═════ Excerpted passage ═════

The worksheet prompts a critical ethical question: does “raising awareness” justify the exclusion of original subjects or creators? The film suggests that awareness alone is insufficient. When filmmakers draw from lived experiences of vulnerability and suffering, they bear a responsibility to engage transparently with the people whose lives form the narrative foundation. Ethical storytelling requires not only visibility but accountability—ensuring consent, recognition, and fair compensation.
Viewed in this light, Homebound becomes a case study in the ethical tensions of socially conscious cinema. While the film succeeds in amplifying marginalized experiences, the controversies surrounding its production remind us that representation without participation risks reproducing the very inequalities it seeks to critique.
Key Ethical Issues Raised:
- Use of marginalized lives as narrative material without adequate consultation or consent
- Alleged exclusion of original creators or real-life subjects from the adaptation process
- Questions surrounding recognition and compensation
- The moral risk of transforming lived suffering into cinematic capital
- “Raising awareness” alone does not justify the exclusion of original subjects or creators.
- Transparency in adaptation
- Acknowledgement of sources
- Responsibility toward those whose lives are represented
PART VI: FINAL SYNTHESIS
Dignity as a Basic Right Denied
Homebound ultimately suggests that dignity in modern India is not an inherent human right but a conditional privilege, granted selectively and withdrawn easily. The film’s central idea of the “Journey Home” operates on multiple levels, both metaphorical and literal, and in both cases, the journey ends in failure.
On a metaphorical level, the journey begins with ambition. Chandan and Shoaib believe that institutional success—symbolized by the police uniform—will grant them legitimacy, respect, and social acceptance. However, caste-based shame, religious othering, and the illusion of meritocracy reveal that institutions promise dignity without guaranteeing access. Their aspirations collapse long before the physical journey begins.

═════

● Work required: From the passage on Homebound, list everything it names as revealing that institutions promise dignity without guaranteeing access.

═════ Source data ═════

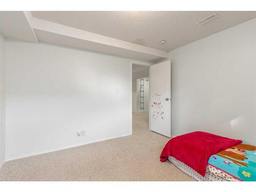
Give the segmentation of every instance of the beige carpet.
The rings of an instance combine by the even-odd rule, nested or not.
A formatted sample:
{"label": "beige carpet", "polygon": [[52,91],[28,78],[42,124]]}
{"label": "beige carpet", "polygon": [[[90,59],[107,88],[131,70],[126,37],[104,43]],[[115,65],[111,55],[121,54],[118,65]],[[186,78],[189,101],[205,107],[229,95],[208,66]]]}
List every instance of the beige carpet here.
{"label": "beige carpet", "polygon": [[148,114],[133,114],[133,135],[6,162],[1,181],[194,181],[159,161],[169,138],[148,130]]}

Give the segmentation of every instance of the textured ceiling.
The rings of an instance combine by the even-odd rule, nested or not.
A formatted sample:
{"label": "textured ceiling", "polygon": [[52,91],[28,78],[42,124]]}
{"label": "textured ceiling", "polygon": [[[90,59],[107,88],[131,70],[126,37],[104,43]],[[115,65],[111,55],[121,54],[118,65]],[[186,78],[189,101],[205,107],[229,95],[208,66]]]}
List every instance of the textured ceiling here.
{"label": "textured ceiling", "polygon": [[[255,11],[32,11],[35,17],[169,51],[256,17]],[[215,20],[195,23],[214,13]],[[161,45],[161,40],[166,40]]]}

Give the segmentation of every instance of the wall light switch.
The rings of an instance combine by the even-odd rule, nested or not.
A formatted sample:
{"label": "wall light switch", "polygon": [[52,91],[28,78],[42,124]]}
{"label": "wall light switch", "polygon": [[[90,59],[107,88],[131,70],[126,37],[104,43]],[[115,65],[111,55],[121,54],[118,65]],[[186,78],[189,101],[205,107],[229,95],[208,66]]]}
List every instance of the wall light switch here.
{"label": "wall light switch", "polygon": [[79,131],[77,132],[77,136],[80,136],[82,134],[82,133],[81,132],[81,131]]}

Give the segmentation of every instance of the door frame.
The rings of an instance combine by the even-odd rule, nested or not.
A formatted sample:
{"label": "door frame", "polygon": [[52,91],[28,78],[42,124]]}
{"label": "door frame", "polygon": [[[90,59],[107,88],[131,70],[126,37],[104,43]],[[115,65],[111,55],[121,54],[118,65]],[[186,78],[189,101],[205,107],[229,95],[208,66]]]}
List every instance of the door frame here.
{"label": "door frame", "polygon": [[[160,62],[164,62],[164,61],[168,61],[169,60],[170,61],[170,89],[171,89],[171,91],[172,91],[172,60],[170,59],[166,59],[166,60],[162,60],[162,61],[159,61],[157,63],[155,63],[154,65],[156,65],[156,64],[158,64],[158,63],[159,63]],[[150,80],[151,79],[151,68],[150,68],[150,74],[149,74],[149,77],[150,77]],[[150,130],[150,131],[151,131],[151,89],[150,89],[150,87],[151,87],[151,85],[150,85],[150,83],[151,83],[151,81],[150,80],[150,97],[149,97],[149,100],[150,100],[150,106],[148,107],[148,129]],[[172,93],[172,91],[171,91],[171,93]],[[171,99],[171,101],[170,102],[172,102],[172,93],[171,93],[171,95],[170,95],[170,99]],[[171,124],[172,124],[172,108],[170,108],[170,122],[171,122]],[[172,127],[172,126],[171,126]],[[172,132],[171,132],[172,133]],[[172,135],[172,134],[171,134]],[[171,136],[172,137],[172,136]]]}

═════

● Answer for this exercise:
- caste-based shame
- religious othering
- the illusion of meritocracy